**Supplied passage:**
--- START ---
The problem facing Primm workers is not simply unemployment. It is the simultaneous loss of a job and a home, with a fixed two-day gap between the two. According to FOX5, many workers do not have cars and cannot easily attend job fairs in Las Vegas. Some have medical conditions that make moving physically difficult. Others have children and no savings for apartment deposits, which typically require proof of employment that they will not yet have. An anonymous employee told FOX5 that nobody has anywhere to go and that everyone is scrambling. Some workers are pooling money to share a rental in Laughlin, Nevada, roughly 100 miles south, where eight casino resorts are hiring.
How the State and Local Governments Are Responding

Nevada’s Department of Employment, Training, and Rehabilitation has dispatched its rapid response team to coordinate directly with workers at the Primm site, removing the transportation barrier of requiring displaced workers to travel to Las Vegas for assistance. The agency confirmed that Primm workers will be eligible for unemployment benefits once their employment ends on July 4, provided they meet standard eligibility requirements. Clark County Social Services released a statement saying it is working to understand the needs of workers in Primm and will formulate a support plan. Affinity Gaming said it was scheduling four informational meetings on public services available to affected employees during the transition.
What Happens to the Businesses That Are Not Closing

Not every business in Primm is tied to the casino operator’s leases. The Taco Bell inside the complex operates a shuttle to and from Las Vegas and said a small number of its employees are affected by the housing closure. The Carl’s Jr. manager told The Nevada Independent he is unsure how the restaurant will be staffed because all of his employees live in the soon-to-be-closed apartments. McDonald’s management said the future of that store remains unclear. The Sanithrift second-hand store in the Primm Outlet Mall is on a separate lease and plans to remain open through its Interstate 15 parking lot entrance. The Flying J truck stop is among the properties confirmed to close on July 4.
Why California’s Tribal Casinos Changed Everything

One of the most consequential forces in Primm’s decline was not the pandemic or poor management alone. It was the rapid expansion of tribal casinos across California. For years, Primm’s core business model relied on Southern California residents crossing the state line to gamble in Nevada. As tribal gaming expanded across the Inland Empire, San Diego County, and Central California in the 2010s and 2020s, those drivers no longer needed to make the trip. The distance advantage that Primm once held evaporated. What remained was a border town without a compelling enough reason to stop, particularly as its own attractions, including the golf courses and roller coasters, went dark.
The Primm Family Is Not Done Fighting

The land that Primm sits on is still owned by the Primm family, founded by Ernie Primm. Cory Clemetson, the founder’s grandson and president of Primm South, issued a statement saying the family was saddened by the announcement from Affinity Gaming and Z Capital, and that they were working on solutions for the properties. According to The Nevada Independent, Affinity CEO Scott Butera told Nevada’s Gaming Control Board earlier in 2026 that Primm did not need another casino and could be redeveloped as a destination for Las Vegas families wanting a nearby getaway. Whether a new operator steps in before July 4 remains uncertain. Nevada gaming regulators were set to question Butera about the shutdown during a scheduled special hearing.
America’s First Gambling Ghost Town

Historians and gaming analysts have begun describing Primm as potentially the first gambling ghost town in American history. When the lights go out on July 4, a community that was built entirely around the act of crossing a state line to gamble will have almost nothing left. The outlet mall and some fast food chains will remain. The highway will not stop producing traffic. But the casino economy that gave Primm its identity and its workforce will be gone. For the 344 workers trying to find apartments, jobs, and stability before Independence Day, the larger historical significance is beside the point. They need a place to live and a paycheck that starts before their savings run out.
--- END ---
**Data supplied:**
--- START ---
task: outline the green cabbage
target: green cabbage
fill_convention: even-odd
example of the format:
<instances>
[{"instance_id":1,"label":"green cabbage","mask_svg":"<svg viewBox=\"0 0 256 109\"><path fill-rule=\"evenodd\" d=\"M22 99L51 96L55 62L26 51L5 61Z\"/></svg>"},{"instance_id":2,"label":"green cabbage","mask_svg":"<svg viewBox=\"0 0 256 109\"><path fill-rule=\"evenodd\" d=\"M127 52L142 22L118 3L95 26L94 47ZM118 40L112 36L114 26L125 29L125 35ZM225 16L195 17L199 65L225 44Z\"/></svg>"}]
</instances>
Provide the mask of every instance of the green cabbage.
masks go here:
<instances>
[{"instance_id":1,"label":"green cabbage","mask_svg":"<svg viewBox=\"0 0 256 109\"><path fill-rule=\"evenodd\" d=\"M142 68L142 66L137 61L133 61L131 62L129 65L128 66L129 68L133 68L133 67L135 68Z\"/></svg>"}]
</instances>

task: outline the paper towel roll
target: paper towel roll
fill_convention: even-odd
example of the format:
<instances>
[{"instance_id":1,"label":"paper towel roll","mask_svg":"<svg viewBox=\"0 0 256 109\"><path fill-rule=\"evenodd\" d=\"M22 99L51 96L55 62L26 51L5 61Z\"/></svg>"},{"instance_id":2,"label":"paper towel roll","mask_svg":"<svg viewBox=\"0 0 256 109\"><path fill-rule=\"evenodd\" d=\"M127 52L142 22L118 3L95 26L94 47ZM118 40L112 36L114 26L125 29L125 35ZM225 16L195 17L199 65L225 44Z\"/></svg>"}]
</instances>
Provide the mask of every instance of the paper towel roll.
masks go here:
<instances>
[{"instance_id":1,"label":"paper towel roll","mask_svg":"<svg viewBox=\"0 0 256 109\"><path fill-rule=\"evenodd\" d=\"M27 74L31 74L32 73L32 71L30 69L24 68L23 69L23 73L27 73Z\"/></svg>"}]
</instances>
--- END ---
How far is Laughlin, Nevada, from Primm, according to the article on the Primm closures, and in which direction?

**Result below:** Roughly 100 miles south.